TASK BRIEF >>
Copy out every one of the items below, substituting "MUST" for each occurrence of "SHOULD" and keeping everything else unchanged.
::::
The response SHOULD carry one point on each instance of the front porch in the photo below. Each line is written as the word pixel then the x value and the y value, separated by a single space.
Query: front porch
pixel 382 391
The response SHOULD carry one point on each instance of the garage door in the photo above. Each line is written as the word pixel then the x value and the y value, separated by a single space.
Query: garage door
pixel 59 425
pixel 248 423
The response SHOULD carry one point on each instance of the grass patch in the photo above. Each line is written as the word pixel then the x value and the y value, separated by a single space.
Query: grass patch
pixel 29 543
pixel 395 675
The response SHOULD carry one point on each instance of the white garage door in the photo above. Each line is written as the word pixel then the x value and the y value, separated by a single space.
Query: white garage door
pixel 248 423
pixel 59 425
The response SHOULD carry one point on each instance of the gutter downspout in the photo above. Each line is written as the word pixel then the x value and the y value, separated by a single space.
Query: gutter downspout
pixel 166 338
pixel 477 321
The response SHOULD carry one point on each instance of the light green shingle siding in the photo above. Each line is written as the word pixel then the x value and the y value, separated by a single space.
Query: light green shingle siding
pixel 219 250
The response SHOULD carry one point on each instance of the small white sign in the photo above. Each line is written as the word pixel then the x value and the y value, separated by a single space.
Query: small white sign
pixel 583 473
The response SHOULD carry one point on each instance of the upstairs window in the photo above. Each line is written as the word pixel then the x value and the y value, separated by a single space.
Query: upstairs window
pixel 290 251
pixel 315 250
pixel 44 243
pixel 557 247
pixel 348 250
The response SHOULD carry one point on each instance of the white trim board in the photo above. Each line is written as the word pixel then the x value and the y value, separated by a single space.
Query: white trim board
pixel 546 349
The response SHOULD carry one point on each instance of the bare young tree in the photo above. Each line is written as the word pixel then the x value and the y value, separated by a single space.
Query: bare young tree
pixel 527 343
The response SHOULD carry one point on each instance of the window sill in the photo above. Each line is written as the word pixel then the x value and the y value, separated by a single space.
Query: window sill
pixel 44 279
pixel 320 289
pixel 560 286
::::
EXERCISE ANSWER >>
The response MUST carry one point on each instance of the front porch in the photo below. Each line is written as the word pixel then the x value and the y value, separated by a single space.
Query: front porch
pixel 382 391
The response MUST carry one point on each instance of the garage door in the photo above. Each line is written as the word pixel then the x value and the y value, separated by a single space.
Query: garage door
pixel 59 425
pixel 248 423
The response MUST carry one point on each instance of the grass patch in the photo above. Each line is written as the word pixel then the x value and the y value, separated by a single space.
Query: grass patch
pixel 29 543
pixel 395 675
The response MUST carry one point on each instance of the white garage door in the photo above. Each line is written as the word pixel then the x value and the y value, separated by a single space.
Query: white garage door
pixel 248 423
pixel 59 425
The response MUST carry one point on each instance of the gutter downspout in the photo above. Each line is written as the word pixel then the x value and the y value, separated by a single space.
Query: gutter downspout
pixel 166 338
pixel 477 321
The response MUST carry one point on each instance of the light green shingle siding in the photo above. Each line is written as the word pixel then the x value and the y value, separated by a single space.
Query: light green shingle siding
pixel 219 250
The response MUST carry one point on each instance of the small white sign in the photo above. Each line is written as the word pixel then the x value and the y value, separated by a single space.
Query: small white sign
pixel 583 473
The response MUST carry one point on each instance of the upstairs window in the photo above. Each line is written as the word pixel then the x value and the y value, separated by a single space.
Query: upstairs window
pixel 290 251
pixel 315 250
pixel 44 243
pixel 557 247
pixel 348 250
The response MUST carry one point on each instance of the white trim board in the photo above. Each line is written as the word pixel then the x value and the y value, separated by a single space.
Query: white trim board
pixel 546 349
The response MUST carry one point on each instance of the bare young tree in the photo above. Each line is written as the word pixel then the x value and the y value, separated by a single space.
Query: bare young tree
pixel 527 343
The response MUST carry one point on each instance of the window sill in the photo above. Each line is written as the word pixel then the x value and the y value, separated by a single space.
Query: window sill
pixel 44 279
pixel 320 289
pixel 560 286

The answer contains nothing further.